◆ Exercise brief: Consider the data that follows and state how many lines contain the string "players", using the number alone.

═══ Records supplied ═══

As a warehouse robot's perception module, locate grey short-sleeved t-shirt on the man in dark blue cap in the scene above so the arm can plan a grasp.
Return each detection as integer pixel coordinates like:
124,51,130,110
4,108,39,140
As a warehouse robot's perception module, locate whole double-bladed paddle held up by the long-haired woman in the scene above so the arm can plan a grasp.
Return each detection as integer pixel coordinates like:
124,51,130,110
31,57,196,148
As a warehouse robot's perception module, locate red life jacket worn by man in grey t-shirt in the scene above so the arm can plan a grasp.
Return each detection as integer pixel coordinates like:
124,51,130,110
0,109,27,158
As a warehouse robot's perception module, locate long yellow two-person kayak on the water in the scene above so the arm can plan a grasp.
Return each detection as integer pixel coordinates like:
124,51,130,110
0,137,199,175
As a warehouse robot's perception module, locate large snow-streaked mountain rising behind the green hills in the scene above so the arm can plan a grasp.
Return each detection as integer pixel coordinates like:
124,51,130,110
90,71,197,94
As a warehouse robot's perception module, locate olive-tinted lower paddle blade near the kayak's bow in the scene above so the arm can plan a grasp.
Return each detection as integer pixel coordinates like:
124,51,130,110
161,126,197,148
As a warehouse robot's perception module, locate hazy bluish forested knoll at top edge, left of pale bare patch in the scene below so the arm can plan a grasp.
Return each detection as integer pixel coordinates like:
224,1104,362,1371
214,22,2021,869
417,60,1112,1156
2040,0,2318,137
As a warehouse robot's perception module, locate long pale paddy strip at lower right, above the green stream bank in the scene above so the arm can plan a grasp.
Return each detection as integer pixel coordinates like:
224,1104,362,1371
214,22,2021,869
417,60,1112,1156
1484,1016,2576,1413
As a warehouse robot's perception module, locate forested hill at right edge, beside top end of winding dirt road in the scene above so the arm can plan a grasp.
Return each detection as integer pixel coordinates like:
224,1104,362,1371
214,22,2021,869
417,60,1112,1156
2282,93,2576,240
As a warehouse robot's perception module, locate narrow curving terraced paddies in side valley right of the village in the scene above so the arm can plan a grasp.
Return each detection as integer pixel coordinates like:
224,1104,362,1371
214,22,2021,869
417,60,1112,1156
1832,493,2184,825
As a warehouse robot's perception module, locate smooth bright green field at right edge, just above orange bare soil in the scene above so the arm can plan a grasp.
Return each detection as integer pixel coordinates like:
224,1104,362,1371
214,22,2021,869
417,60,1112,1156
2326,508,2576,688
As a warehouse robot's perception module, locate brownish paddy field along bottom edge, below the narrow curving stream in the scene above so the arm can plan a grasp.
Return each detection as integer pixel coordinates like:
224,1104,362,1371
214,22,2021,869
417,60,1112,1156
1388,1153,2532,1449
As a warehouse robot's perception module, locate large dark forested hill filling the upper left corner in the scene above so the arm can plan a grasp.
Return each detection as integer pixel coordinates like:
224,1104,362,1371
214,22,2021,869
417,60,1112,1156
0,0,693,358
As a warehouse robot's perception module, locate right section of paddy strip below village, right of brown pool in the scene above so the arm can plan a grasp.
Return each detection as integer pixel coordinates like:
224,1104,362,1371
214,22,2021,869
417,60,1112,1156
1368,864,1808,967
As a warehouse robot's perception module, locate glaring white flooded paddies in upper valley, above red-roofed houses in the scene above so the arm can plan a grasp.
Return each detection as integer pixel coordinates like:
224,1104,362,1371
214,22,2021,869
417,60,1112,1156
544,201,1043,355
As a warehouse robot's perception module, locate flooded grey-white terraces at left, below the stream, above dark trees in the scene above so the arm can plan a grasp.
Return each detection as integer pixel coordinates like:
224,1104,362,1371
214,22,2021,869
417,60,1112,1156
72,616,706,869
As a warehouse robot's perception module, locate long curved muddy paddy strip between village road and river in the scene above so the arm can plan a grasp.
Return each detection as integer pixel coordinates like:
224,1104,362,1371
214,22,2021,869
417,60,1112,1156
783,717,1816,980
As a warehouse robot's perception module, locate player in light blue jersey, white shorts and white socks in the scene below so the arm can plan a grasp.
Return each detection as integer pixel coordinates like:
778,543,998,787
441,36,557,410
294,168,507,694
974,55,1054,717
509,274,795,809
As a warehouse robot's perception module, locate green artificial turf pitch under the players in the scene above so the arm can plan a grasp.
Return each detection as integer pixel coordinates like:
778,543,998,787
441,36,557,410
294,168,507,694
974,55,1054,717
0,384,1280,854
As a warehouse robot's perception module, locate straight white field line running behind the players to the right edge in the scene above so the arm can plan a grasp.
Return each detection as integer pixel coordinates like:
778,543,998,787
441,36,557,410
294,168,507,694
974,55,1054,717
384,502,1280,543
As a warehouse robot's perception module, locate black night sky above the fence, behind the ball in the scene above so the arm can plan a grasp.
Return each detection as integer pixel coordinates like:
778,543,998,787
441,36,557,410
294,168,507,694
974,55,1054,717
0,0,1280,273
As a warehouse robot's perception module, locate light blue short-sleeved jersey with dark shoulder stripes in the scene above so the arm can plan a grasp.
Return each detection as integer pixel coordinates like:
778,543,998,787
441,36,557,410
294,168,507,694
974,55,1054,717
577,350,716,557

═══

◆ Problem solution: 2